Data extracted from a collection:
□ □ □ □

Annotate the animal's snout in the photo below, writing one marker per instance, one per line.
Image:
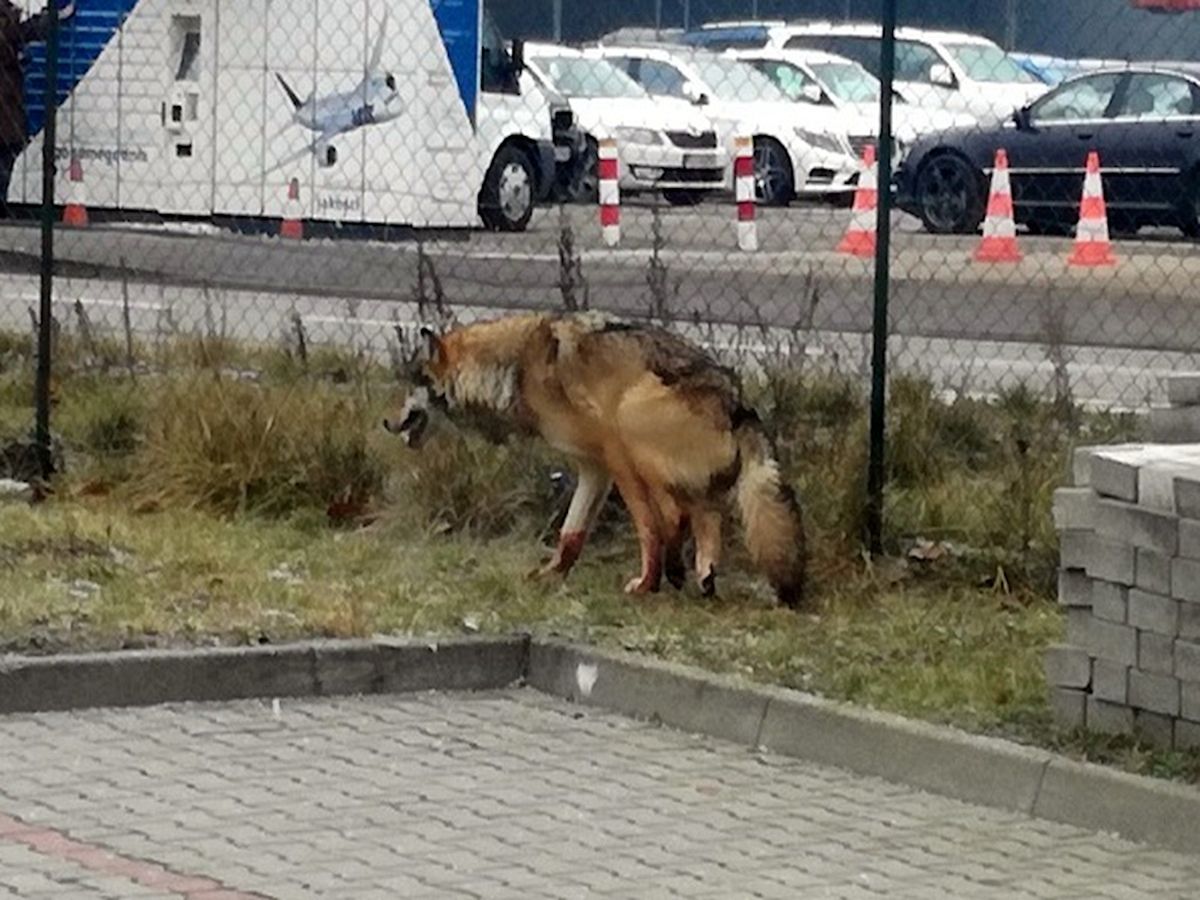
(411, 427)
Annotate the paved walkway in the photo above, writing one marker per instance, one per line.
(497, 796)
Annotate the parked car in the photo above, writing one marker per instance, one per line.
(796, 154)
(1056, 70)
(665, 144)
(1144, 120)
(826, 79)
(942, 70)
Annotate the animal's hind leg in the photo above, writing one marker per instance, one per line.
(591, 492)
(641, 507)
(706, 527)
(675, 531)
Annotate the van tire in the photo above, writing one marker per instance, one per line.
(507, 199)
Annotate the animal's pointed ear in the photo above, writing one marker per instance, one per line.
(430, 348)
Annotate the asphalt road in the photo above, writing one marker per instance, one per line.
(1147, 301)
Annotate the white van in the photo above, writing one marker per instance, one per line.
(664, 144)
(943, 70)
(373, 112)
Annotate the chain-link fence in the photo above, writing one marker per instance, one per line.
(304, 177)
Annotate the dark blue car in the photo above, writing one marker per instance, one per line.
(1144, 121)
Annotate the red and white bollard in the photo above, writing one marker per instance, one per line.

□ □ □ □

■ EXERCISE DETAILS: Answer with the exact lines running from the one that contains "Annotate the dark" through the last line of the data. Include no other line.

■ ANSWER:
Annotate the dark blue car in the photo above, writing one marker per instance, one per line.
(1144, 121)
Annotate the red and white bollard in the photo above, writing one marker per instance, one per line.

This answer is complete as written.